§ Problem set
**a)** Answer these questions from the passage about spring in Maine:
(i) What does Elaine say she did to her daffodils by mistake?
(ii) What does the poem call the maples in the backyards?
(iii) In the entry dated Saturday, April 20, 2024, what does the writer need to head out for at midday?
**b)** Carry on the passage about spring in Maine, picking up after its last sentence.

§ Passage to read
Meekly I halt and admire her daffodils.

“I dug them up by mistake,” she barks.

“Now I don’t have a-one.”

 

Next door, at the LBRSTMN’s ranch house,

there is no shouting. The license plate on his pickup

is the only information available. Otherwise: shades

drawn tight, a note to the mailman taped to the door,

a needle on the front sidewalk, and daffodils

bobbing along the foundation:

yes, there will be

 

daffodils in every stanza of this poem

because it is spring in Maine, and all people

except for teenagers are still wearing

their winter coats, and the maples

in the backyards are bare-armed wrestlers,

and the gutters are scarred with sand

and cigarette butts, and the breeze

 

kicking up from the ocean makes us

lift our muzzles like hounds.

O wind and salt!

Daffodils tremble in the yard

of the pro bono lawyer, tremble

among the faded plastic shovels of her children.

A woodpecker shouts among the bald maples

 

and Elaine maligns me: “I don’t know why you’re

outside so much. You don’t even have a dog.”

She makes me feel like dirt but that’s not

so bad. A swirl of sea-gale buffets the chimneys, 

twigs clatter onto Subarus. Daffodils, yellow as eyes,

breast the wind. Earth is thawing, they

shout, they shout, and I, on this half-

green bank, unfurl.



[from Accidental Hymn (Deerbrook Editions, 2022)]

Saturday, April 20, 2024

Woke up to a mild rain, just what the newly planted seeds are longing for. And now I am sitting here quietly, enjoying my first weekend morning at home for a while. Midday I will need to head out for a reading, but for the moment I am unhurried and unperturbed.

Saved entries
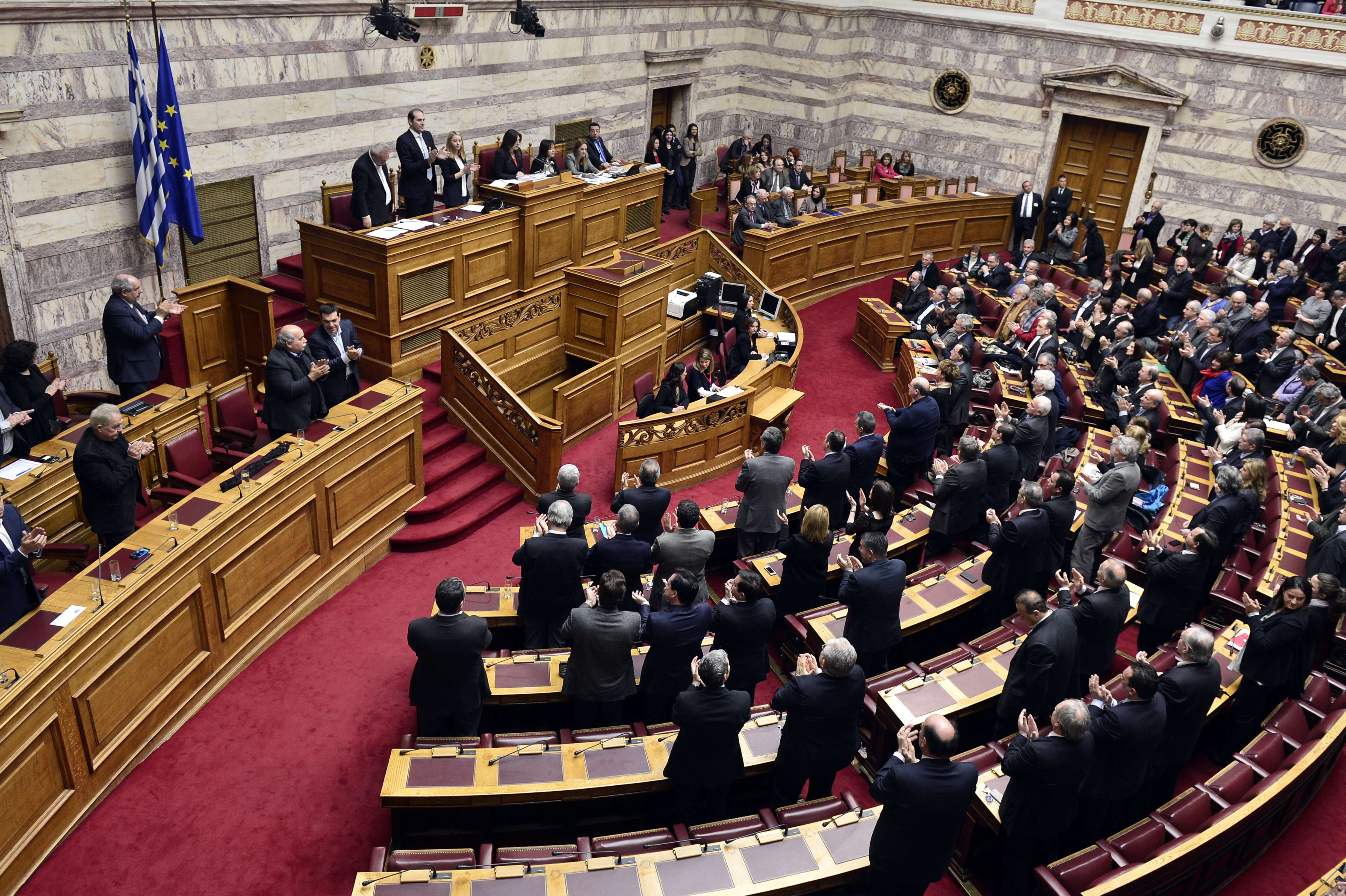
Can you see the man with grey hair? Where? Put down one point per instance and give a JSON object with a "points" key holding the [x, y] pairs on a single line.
{"points": [[567, 478], [294, 399], [1189, 689], [1108, 498], [371, 190], [550, 578], [706, 759], [131, 333], [822, 702], [108, 471], [1040, 804]]}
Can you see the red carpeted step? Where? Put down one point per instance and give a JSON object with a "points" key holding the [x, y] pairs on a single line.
{"points": [[449, 463], [462, 490], [462, 521], [286, 287], [291, 266]]}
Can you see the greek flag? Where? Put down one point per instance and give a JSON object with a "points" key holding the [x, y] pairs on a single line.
{"points": [[150, 197]]}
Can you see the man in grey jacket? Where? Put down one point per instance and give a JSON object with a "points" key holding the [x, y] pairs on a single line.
{"points": [[600, 676], [764, 482], [1108, 501], [686, 547]]}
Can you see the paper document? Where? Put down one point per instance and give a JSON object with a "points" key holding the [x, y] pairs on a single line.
{"points": [[68, 617], [19, 467]]}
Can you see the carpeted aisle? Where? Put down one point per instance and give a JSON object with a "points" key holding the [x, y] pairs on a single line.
{"points": [[274, 785]]}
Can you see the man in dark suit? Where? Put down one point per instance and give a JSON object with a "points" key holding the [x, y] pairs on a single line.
{"points": [[925, 802], [1251, 341], [675, 637], [567, 478], [371, 189], [1040, 804], [624, 552], [1126, 734], [1025, 214], [550, 580], [912, 432], [108, 471], [1057, 205], [958, 497], [865, 454], [764, 482], [871, 588], [1018, 549], [824, 481], [1100, 617], [1174, 587], [1060, 506], [1042, 672], [18, 544], [1188, 689], [649, 500], [419, 157], [822, 703], [706, 757], [294, 399], [1002, 467], [449, 683], [337, 344], [132, 337], [1150, 224]]}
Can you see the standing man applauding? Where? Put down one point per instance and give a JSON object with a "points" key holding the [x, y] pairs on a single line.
{"points": [[132, 337]]}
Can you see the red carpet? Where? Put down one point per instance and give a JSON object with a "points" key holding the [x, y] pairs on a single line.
{"points": [[274, 785]]}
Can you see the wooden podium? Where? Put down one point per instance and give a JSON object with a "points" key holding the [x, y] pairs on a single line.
{"points": [[878, 330]]}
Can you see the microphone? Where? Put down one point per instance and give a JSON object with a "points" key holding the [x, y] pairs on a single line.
{"points": [[625, 738], [547, 748]]}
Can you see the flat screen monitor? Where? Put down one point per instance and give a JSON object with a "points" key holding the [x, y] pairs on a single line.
{"points": [[769, 307], [734, 294]]}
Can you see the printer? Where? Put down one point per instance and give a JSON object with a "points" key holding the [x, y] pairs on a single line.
{"points": [[683, 305]]}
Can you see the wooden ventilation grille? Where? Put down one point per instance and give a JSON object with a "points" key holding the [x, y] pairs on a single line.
{"points": [[569, 132], [229, 221], [422, 340], [424, 288], [641, 217]]}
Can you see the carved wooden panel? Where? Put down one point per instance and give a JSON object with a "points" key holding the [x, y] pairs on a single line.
{"points": [[264, 565], [369, 488], [345, 286], [33, 785], [137, 676]]}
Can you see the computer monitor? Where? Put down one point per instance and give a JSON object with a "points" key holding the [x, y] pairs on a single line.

§ Expected results
**a)**
(i) She dug them up.
(ii) Bare-armed wrestlers.
(iii) A reading.

**b)**
Yesterday afternoon Delle, Teresa, Jeannie, and I ended up in a two-hour zoom confab that mostly centered around Anne Carson's long poem "The Glass Essay," which we'd all read beforehand and, unbeknownst to one another, all deeply disliked. So that was interesting: discovering, unexpectedly, that the four of us had meshed over a poem that is generally treated as exemplary. To me, it felt imaginatively untrustworthy, among other things. But of course I was worried about saying so, assuming that others had read it "better" than I had. It was surprisingly cathartic to discover that my admired friends also mistrusted the poem.

Otherwise, I had a plain day. I walked. I edited. I did laundry and mopped floors. I made chicken stock and then chicken and rice soup. I played cribbage and lit a fire and drank a beer and listened to a peppy baseball game. I read a history of the Comanches and I read a novel about the Maine coast. I felt sad about my neighbor, who died in his house two days ago so can no longer love the daffodils that bob brightly in his front-yard grass.

This afternoon I'll be reading at the Gibbs Memorial Library in Washington, Maine, at 3 p.m., alongside the poet and archivist Jefferson Navicky. He and I will also be carpooling together, and I'm looking forward to some conversation with him beforehand. The venue is a small library in a small town, and the reading will undoubtedly have a small audience, but what's new. Small is the story of poetry. 

Friday, April 19, 2024

I went out to write last night, for the first time in two weeks, and I guess it was the right thing to do because all three drafts poured out of me, a rush of words, a swirl of geography, bits and pieces of my reading, of my days, floating like jetsam in the torrent of lines.

It's possible that next week I might have a chance to work on some of the material in my notebook. There's a lot to comb through: I haven't had revision space for weeks, and I won't have it today. I need to finish the editing project; I need to prep for tomorrow's reading; I need to meet with my Poetry Lab compadres; I need to clean the downstairs rooms and wash sheets and towels; I need to make chicken stock and weed the gardens. There's not enough time in the day, some days, most days . . . especially in spring.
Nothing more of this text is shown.